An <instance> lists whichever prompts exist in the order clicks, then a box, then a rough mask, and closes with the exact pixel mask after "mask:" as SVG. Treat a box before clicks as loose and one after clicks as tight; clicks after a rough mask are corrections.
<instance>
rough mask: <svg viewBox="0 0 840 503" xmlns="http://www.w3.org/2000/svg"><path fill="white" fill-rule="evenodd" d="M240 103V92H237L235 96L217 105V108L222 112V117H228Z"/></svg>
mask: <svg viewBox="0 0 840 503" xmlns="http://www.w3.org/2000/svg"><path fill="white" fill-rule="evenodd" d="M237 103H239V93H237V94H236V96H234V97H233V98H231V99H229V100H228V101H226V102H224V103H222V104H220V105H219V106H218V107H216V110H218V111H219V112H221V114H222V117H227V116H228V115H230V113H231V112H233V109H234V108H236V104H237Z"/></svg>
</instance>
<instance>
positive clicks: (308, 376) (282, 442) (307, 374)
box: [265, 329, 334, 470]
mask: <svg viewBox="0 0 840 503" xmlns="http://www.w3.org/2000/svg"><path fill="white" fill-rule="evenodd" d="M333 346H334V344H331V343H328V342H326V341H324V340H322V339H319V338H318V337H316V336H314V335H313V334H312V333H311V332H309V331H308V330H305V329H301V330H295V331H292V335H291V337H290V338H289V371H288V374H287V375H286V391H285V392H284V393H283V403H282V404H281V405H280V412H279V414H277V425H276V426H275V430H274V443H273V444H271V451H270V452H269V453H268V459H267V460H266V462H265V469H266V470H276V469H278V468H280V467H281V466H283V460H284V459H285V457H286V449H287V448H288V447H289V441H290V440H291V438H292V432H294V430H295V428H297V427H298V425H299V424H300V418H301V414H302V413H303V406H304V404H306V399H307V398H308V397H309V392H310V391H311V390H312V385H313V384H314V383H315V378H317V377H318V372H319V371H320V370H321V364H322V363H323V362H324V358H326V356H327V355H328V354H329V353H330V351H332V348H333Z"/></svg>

* [WORK INSTRUCTIONS]
Copy all of the data above verbatim, character for character, without changing anything.

* [TASK ANSWER]
An <instance> lists whichever prompts exist in the order clicks, then a box, then a rough mask, and closes with the exact pixel mask after "mask:" as SVG. Treat a box before clicks as loose and one after clicks as tight; clicks after a rough mask are corrections.
<instance>
rough mask: <svg viewBox="0 0 840 503" xmlns="http://www.w3.org/2000/svg"><path fill="white" fill-rule="evenodd" d="M240 103V92H237L235 96L217 105V108L222 112V117H228Z"/></svg>
mask: <svg viewBox="0 0 840 503" xmlns="http://www.w3.org/2000/svg"><path fill="white" fill-rule="evenodd" d="M237 103H239V93H237V94H236V96H234V97H233V98H231V99H229V100H228V101H226V102H224V103H222V104H220V105H219V106H218V107H216V110H218V111H219V112H221V114H222V117H227V116H228V115H230V113H231V112H233V109H234V108H236V104H237Z"/></svg>
</instance>
<instance>
positive clicks: (308, 376) (282, 442) (307, 374)
box: [265, 329, 334, 470]
mask: <svg viewBox="0 0 840 503" xmlns="http://www.w3.org/2000/svg"><path fill="white" fill-rule="evenodd" d="M333 346H334V344H331V343H328V342H326V341H324V340H322V339H319V338H318V337H316V336H314V335H313V334H312V333H311V332H309V331H308V330H305V329H301V330H295V331H292V335H291V337H290V338H289V371H288V374H287V375H286V391H285V392H284V393H283V403H282V404H281V405H280V412H279V414H277V425H276V426H275V430H274V443H273V444H271V451H270V452H269V453H268V459H267V460H266V462H265V469H266V470H276V469H278V468H280V467H281V466H283V460H284V459H285V457H286V449H287V448H288V447H289V441H290V440H291V438H292V432H294V430H295V428H297V427H298V425H299V424H300V418H301V414H302V413H303V406H304V404H306V399H307V398H308V397H309V392H310V391H311V390H312V385H313V384H314V383H315V378H317V377H318V372H319V371H320V370H321V364H322V363H323V362H324V358H326V356H327V355H328V354H329V353H330V351H332V348H333Z"/></svg>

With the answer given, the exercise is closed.